§ **Problems to solve**:
- A) In the sun protection text, what does it call the best barrier protection?
- B) Continue the sun protection text below, picking up after its final sentence.
+++ Selected text
There is no better feeling than the warm kiss of sunlight on your skin throughout the day. Sunlight is essential to your body’s ability to synthesize vitamin D, which has many beneficial and protective effects. However, don’t plan on sitting out in the sun all day without any sunscreen. Even though UVB rays only accounts for 5% of the radiation from sunlight, but it is responsible for causing sunburns, photoaging, and skin cancer. Here are a couple of tips on how to best protect your skin:
- Everybody needs sunscreen, regardless of your skin tone. Melanin does have some protective effects, but will not 100% prevent your skin from the damaging effects of UV radiation.
- Clothing and hats are the best barrier protection.
- The American Academy of Pediatrics recommends avoiding the use of sunscreen in children six months and younger. However, the application of a small amount of SPF 15 sunscreen to the face and exposed areas is OK when shade and adequate clothing are not available.
++++++
+++ Dataset content
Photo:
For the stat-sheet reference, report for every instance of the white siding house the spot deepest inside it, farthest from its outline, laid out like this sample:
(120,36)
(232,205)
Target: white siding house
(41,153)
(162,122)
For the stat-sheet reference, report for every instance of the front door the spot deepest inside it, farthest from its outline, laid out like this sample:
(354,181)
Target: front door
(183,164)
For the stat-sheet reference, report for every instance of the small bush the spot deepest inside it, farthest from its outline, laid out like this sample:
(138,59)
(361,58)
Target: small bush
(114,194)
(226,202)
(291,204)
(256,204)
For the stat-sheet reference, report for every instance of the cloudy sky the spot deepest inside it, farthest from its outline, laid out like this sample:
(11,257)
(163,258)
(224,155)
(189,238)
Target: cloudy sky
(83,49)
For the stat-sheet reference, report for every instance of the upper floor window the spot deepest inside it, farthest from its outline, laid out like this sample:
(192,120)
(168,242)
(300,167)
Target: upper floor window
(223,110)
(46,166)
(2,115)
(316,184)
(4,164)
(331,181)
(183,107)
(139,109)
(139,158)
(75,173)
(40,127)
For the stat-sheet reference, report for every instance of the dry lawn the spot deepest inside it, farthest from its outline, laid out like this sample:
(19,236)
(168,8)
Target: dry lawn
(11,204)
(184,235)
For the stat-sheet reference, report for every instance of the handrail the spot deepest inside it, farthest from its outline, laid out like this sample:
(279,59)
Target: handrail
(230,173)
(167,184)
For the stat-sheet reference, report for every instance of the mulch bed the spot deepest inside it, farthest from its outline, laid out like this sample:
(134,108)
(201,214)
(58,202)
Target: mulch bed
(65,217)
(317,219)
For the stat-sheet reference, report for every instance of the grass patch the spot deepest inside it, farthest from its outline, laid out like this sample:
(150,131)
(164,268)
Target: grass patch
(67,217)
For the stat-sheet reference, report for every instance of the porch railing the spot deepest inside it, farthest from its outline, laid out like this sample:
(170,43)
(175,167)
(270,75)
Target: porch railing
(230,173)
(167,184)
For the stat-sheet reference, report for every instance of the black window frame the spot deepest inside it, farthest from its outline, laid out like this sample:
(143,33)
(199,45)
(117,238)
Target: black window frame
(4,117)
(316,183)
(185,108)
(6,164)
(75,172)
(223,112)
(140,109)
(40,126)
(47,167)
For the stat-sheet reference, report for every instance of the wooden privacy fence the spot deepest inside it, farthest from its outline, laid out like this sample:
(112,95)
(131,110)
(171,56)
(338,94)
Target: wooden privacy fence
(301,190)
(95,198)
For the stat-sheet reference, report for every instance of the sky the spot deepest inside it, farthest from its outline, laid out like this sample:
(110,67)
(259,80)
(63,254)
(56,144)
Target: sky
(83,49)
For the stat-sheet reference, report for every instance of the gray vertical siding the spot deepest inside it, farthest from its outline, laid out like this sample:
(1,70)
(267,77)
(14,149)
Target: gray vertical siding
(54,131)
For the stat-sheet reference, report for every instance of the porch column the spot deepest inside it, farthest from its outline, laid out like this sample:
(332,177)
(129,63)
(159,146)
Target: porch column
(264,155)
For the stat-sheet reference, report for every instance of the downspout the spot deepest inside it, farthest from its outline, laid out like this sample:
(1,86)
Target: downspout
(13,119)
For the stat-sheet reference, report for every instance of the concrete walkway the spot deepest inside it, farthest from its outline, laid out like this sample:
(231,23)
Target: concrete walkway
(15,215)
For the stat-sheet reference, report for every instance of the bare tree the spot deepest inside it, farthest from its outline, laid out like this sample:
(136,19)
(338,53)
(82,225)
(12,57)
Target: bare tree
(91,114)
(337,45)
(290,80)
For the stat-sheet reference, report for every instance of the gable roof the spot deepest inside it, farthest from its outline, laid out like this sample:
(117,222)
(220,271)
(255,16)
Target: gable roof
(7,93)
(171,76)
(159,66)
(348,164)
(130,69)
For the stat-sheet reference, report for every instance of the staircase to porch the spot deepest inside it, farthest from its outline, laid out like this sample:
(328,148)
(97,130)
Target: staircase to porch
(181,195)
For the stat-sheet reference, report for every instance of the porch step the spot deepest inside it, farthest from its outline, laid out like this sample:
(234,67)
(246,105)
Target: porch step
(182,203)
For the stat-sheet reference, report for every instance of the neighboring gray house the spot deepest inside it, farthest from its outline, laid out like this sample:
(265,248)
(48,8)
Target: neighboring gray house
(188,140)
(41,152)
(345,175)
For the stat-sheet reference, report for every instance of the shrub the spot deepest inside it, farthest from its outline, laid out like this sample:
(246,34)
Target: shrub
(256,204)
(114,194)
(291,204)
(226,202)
++++++
+++ Dataset content
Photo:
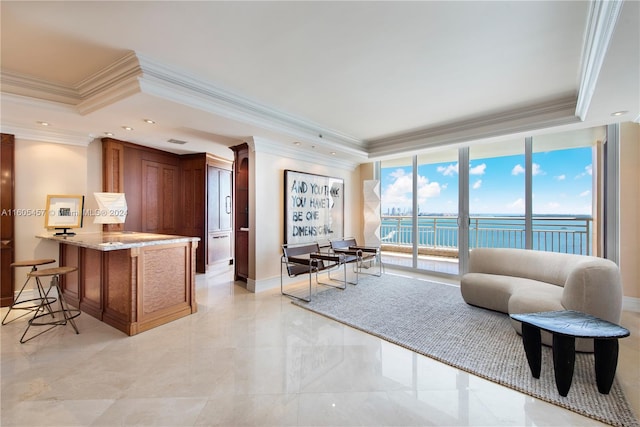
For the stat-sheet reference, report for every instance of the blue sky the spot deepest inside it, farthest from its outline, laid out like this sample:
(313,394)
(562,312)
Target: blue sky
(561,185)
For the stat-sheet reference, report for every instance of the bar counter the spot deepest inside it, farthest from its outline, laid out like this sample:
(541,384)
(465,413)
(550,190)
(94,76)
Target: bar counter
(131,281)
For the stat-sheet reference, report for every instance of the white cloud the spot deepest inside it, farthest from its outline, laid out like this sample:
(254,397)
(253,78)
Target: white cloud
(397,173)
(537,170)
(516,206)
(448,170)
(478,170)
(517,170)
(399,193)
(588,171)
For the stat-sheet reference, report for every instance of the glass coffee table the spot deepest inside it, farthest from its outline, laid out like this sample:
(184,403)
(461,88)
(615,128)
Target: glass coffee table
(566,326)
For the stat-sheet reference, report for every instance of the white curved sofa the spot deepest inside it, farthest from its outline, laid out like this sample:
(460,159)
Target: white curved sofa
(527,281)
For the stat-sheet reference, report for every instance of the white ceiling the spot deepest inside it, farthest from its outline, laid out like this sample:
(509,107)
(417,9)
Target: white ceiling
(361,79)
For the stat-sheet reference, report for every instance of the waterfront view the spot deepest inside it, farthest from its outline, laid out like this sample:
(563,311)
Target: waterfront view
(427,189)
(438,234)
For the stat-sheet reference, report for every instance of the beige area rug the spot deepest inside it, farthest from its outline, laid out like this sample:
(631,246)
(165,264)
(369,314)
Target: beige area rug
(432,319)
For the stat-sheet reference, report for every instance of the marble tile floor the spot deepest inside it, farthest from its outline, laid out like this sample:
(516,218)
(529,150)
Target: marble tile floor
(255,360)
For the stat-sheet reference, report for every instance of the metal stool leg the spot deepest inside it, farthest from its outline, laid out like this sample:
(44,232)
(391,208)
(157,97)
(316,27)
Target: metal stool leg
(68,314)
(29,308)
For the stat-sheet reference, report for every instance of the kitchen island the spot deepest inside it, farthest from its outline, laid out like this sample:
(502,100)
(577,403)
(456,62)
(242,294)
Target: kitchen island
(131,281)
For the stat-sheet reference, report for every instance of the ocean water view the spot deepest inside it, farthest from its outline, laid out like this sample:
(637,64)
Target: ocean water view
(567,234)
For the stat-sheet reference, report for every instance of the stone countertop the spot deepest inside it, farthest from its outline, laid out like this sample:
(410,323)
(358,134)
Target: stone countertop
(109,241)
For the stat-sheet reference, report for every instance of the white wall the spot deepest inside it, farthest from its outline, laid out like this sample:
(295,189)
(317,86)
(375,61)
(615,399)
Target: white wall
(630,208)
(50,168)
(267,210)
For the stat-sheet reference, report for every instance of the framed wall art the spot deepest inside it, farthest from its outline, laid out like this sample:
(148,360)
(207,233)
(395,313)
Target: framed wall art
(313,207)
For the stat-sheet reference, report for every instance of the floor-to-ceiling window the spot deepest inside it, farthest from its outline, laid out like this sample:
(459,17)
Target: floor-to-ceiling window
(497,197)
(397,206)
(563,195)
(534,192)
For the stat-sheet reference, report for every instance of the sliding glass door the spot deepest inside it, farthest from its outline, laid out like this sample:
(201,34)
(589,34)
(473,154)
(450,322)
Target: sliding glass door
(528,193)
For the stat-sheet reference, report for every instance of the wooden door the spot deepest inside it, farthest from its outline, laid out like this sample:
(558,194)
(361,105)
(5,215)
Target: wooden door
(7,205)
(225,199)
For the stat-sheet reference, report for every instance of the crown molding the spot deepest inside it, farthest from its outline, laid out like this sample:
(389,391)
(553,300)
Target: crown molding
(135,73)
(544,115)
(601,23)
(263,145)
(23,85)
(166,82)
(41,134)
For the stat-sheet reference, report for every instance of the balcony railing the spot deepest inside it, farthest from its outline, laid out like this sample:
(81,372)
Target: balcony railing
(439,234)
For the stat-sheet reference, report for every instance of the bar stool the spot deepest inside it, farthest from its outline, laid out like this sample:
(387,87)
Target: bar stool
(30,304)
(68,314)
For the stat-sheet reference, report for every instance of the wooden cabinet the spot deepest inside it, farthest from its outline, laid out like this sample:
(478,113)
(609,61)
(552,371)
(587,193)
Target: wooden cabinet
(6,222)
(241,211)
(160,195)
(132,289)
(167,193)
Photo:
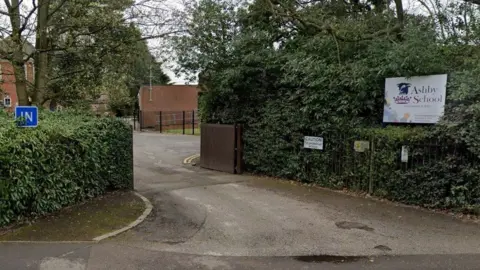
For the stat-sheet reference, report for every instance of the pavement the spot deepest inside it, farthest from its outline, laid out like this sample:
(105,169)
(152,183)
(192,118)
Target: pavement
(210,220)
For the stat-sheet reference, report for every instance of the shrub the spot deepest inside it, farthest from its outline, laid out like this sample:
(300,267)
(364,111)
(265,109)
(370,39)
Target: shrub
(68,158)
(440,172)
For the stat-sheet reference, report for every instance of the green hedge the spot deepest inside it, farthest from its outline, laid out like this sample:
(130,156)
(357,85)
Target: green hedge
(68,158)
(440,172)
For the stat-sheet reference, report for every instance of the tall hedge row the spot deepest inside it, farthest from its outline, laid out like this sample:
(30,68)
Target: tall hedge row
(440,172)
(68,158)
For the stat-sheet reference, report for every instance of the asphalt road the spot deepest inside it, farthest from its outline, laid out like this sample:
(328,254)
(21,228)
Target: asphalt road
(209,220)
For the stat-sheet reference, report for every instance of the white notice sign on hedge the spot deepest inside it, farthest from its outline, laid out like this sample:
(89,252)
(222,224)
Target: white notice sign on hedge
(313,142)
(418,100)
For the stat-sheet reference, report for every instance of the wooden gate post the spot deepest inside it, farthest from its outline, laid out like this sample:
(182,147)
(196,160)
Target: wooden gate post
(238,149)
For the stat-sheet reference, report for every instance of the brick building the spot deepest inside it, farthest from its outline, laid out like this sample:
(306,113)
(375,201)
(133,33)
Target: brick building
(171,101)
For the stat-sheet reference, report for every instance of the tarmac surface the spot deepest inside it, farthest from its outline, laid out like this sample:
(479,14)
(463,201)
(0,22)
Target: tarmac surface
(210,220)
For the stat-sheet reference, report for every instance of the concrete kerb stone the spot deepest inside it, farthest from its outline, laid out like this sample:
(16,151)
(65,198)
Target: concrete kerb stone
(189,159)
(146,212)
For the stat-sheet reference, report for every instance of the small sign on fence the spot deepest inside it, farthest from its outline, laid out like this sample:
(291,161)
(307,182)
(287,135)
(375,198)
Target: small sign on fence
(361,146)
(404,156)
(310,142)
++++++
§ **Task answers**:
- A) Clothing and hats.

- B)
- Your sunscreen must be at least SPF 30.
- You must reapply sunscreen at least every 2 hours or less, especially if you have been swimming or sweating.
- Try to avoid the strongest sunlight exposure between the hours of 10:00am and 2:00pm.
- Use the “ABCDE” method (Asymmetry, Borders are poorly defined, Color is not uniform, Diameter is greater than 6mm, Evolution over time) to assess the moles on your body every month and report any worrisome signs to your Doctor.
- You should be careful about sun exposure if you: have a personal or family history of skin cancer, have many irregular moles, have fair skin or sunburn easily, live at high altitude, have autoimmune diseases such as Lupus, have a weakened immune system.